## Source excerpt
.....
2014 Telus Cup

Tournament details
- Venue: Mosaic Place in Moose Jaw, SK
- Dates: April 21 – 27, 2014
- Teams: 6

Final positions
- Champions: Prince Albert Mintos
- Runners-up: Grenadiers de Châteauguay
- Third place: Okanagan Rockets

Tournament statistics
- Scoring leader: Tanner Wishnowski (3G 12A 15P)

Awards
- MVP: Lane Michasiw

= 2014 Telus Cup =

The 2014 Telus Cup was Canada's 36th annual national midget 'AAA' hockey championship, played April 21 – 27, 2014 at Mosaic Place in Moose Jaw, Saskatchewan. The Prince Albert Mintos defeated the Grenadiers de Châteauguay in the third overtime period of the gold medal game, which was the longest in Telus Cup history. It was the third national title for the Mintos.
The Okanagan Rockets won the bronze medal game, becoming the first British Columbian team to win a medal since 1996.

==Teams==

| Result | Team | Region | City |
|---|---|---|---|
| 1st place, gold medalist(s) | Prince Albert Mintos | West | Prince Albert, SK |
| 2nd place, silver medalist(s) | Grenadiers de Châteauguay | Quebec | Châteauguay, QC |
| 3rd place, bronze medalist(s) | Okaganan Rockets | Pacific | Kelowna, BC |
| 4 | Toronto Young Nationals | Central | Toronto, ON |
| 5 | Halifax McDonald's | Atlantic | Halifax, NS |
| 6 | Moose Jaw Generals | Host | Moose Jaw, SK |

==Round robin==

===Standings===

| Pos | Team | Pld | W | L | D | GF | GA | GD | Pts | Qualification |
| 1 | Prince Albert Mintos | 5 | 3 | 0 | 2 | 11 | 3 | +8 | 8 | First overall |
| 2 | Toronto Young Nationals | 5 | 3 | 2 | 0 | 13 | 18 | −5 | 6 | Semi-final berth |
| 3 | Grenadiers de Châteauguay | 5 | 2 | 1 | 2 | 16 | 12 | +4 | 6 |
| 4 | Okanagan Rockets | 5 | 1 | 1 | 3 | 22 | 14 | +8 | 5 |
| 5 | Halifax McDonald's | 5 | 1 | 3 | 1 | 10 | 19 | −9 | 3 |  |
| 6 | Moose Jaw Generals | 5 | 0 | 3 | 2 | 9 | 15 | −6 | 2 |

===Schedule===

Round Robin Schedule
| Game | Away team | Score | Home team | Score | Notes | Date |
|---|---|---|---|---|---|---|
| 1 | Prince Albert | 4 | Toronto | 1 | Final | April, 21 |
| 2 | Châteauguay | 3 | Okanagan | 3 | Final | April, 21 |
| 3 | Halifax | 2 | Moose Jaw | 2 | Final | April, 21 |
| 4 | Prince Albert | 1 | Châteauguay | 1 | Final | April, 22 |
| 5 | Toronto | 3 | Halifax | 0 | Final | April, 22 |
| 6 | Moose Jaw | 3 | Okanagan | 3 | Final | April, 22 |
| 7 | Halifax | 3 | Châteauguay | 7 | Final | April, 23 |
| 8 | Okanagan | 1 | Prince Albert | 1 | Final | April, 23 |
| 9 | Toronto | 4 | Moose Jaw | 2 | Final | April, 23 |
| 10 | Okanagan | 4 | Halifax | 5 | Final | April, 24 |
| 11 | Châteauguay | 1 | Toronto | 3 | Final | April, 24 |
| 12 | Moose Jaw | 0 | Prince Albert | 2 | Final | April, 24 |
| 13 | Okanagan | 11 | Toronto | 2 | Final | April, 25 |
| 14 | Halifax | 0 | Prince Albert | 3 | Final | April, 25 |
| 15 | Châteauguay | 4 | Moose Jaw | 2 | Final | April, 25 |

==Individual awards==
- Most Valuable Player: Lane Michasiw (Prince Albert)
.....
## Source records
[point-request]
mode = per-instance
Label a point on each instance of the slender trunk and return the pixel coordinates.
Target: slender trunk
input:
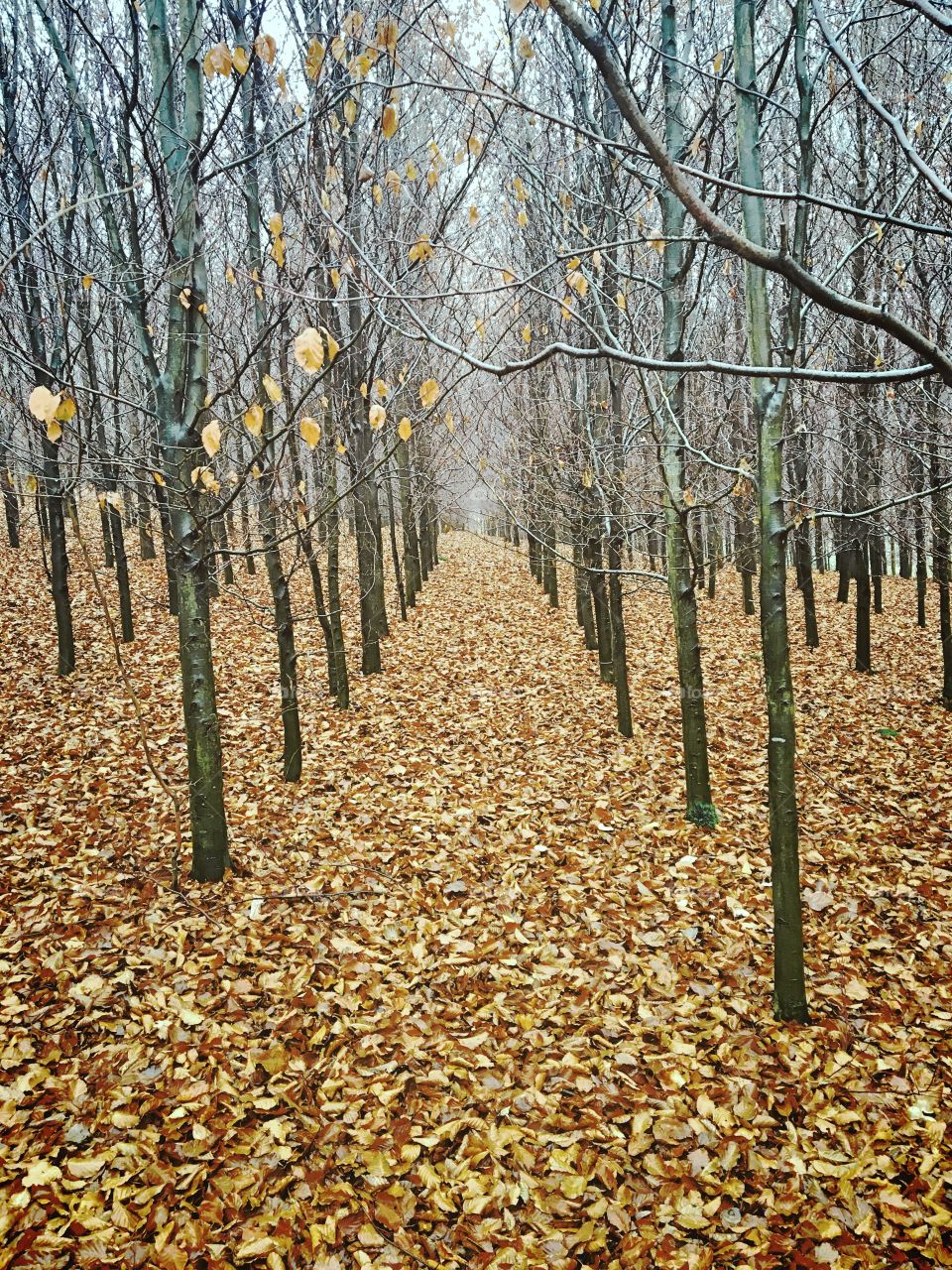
(333, 524)
(599, 603)
(394, 548)
(122, 574)
(770, 400)
(714, 553)
(941, 559)
(670, 423)
(146, 543)
(59, 561)
(583, 599)
(408, 520)
(12, 507)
.....
## Exercise instructions
1. In the 2014 Telus Cup article, in which period did the Prince Albert Mintos beat the Grenadiers de Châteauguay in the gold medal game?
2. Please pick up the 2014 Telus Cup article after its last line and keep writing it.

## Answers for the exercise
1. The third overtime period.

2.
- Top Scorer: Tanner Wishnowski (Okanagan)
- Top Forward: Tanner Wishnowski (Okanagan)
- Top Defenceman: Dawson Davidson (Moose Jaw)
- Top Goaltender: Lane Michasiw and Connor Ingram (Prince Albert)
- Most Sportsmanlike Player: Liam Finlay (Okanagan)
- Esso Scholarship: Oliver Jacobs (Toronto)

==Road to the Telus Cup==

===Atlantic Region===
Tournament held April 3 – 6, 2014 at the Pictou County Wellness Centre in, New Glasgow, Nova Scotia.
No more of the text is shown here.